**DIRECTION:** Could you rewrite the items from the line containing "Expected behaviour: for every instance of the wooden" through the end, keeping each request in place, and scale every answer coordinate by 0.25, rounding to whole numbers with halves going up? Give only those lines.

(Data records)
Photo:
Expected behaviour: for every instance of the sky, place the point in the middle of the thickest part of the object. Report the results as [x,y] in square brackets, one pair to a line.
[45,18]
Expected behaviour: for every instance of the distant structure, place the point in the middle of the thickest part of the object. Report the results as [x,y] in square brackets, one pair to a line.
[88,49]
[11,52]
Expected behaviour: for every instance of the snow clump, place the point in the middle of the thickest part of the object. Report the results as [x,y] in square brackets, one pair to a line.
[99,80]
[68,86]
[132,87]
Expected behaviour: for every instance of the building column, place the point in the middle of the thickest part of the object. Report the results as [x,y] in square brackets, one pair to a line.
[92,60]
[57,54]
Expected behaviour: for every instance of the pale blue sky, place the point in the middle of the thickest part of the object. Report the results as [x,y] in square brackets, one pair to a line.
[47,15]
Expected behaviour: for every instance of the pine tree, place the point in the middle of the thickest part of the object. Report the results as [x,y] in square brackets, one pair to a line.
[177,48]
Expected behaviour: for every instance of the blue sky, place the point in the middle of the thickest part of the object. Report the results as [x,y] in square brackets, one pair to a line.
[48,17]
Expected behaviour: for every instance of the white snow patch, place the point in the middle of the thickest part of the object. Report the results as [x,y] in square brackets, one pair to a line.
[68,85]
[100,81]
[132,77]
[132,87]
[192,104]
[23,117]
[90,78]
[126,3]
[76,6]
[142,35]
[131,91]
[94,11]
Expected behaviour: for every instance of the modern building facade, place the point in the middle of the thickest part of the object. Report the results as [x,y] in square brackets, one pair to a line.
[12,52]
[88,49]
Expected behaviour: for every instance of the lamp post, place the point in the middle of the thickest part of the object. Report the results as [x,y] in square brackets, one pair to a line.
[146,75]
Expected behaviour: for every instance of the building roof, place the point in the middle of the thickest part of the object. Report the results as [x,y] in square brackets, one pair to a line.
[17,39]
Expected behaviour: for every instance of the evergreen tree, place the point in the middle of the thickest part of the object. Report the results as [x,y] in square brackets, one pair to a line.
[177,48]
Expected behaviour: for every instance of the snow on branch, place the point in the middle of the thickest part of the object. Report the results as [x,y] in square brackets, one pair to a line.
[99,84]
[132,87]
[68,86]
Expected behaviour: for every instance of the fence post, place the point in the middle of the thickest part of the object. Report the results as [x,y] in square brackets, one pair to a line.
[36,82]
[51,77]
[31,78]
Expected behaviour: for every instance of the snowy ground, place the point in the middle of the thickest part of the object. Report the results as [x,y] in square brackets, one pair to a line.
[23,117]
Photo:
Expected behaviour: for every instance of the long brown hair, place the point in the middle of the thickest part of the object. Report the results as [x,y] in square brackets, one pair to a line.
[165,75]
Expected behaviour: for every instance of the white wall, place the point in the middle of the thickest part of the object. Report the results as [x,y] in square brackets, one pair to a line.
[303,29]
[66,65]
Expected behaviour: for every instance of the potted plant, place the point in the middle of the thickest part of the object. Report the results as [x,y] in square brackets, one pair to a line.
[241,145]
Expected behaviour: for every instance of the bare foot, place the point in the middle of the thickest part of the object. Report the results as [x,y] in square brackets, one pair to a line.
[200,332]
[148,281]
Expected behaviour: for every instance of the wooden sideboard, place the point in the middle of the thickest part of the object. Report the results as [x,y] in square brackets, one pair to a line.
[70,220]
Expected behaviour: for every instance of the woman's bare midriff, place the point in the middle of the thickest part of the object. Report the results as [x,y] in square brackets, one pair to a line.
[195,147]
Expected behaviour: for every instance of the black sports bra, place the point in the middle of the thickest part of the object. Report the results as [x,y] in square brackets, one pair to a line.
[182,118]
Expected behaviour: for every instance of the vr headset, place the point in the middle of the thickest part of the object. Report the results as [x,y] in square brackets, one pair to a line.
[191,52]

**OUTPUT OF THE EXERCISE:**
Expected behaviour: for every instance of the wooden sideboard, place the point in the middle of the thickest part of the object. Report the results as [x,y] in square brackets, one pair to a line.
[18,55]
Expected behaviour: for every instance of the woman's bare midriff, place the point in the middle of the thickest part of the object. Report the results as [x,y] in square brackets, one pair to a line.
[49,37]
Expected behaviour: for every instance of the black sports bra, place the point in the middle of the thickest part of the object. Report the results as [x,y] in square brackets, one pair to a line.
[46,30]
Expected behaviour: for every instance of the vr headset, place the point in the middle of the thickest part of the object. Report the results as [x,y] in square brackets, one pair to a line.
[48,13]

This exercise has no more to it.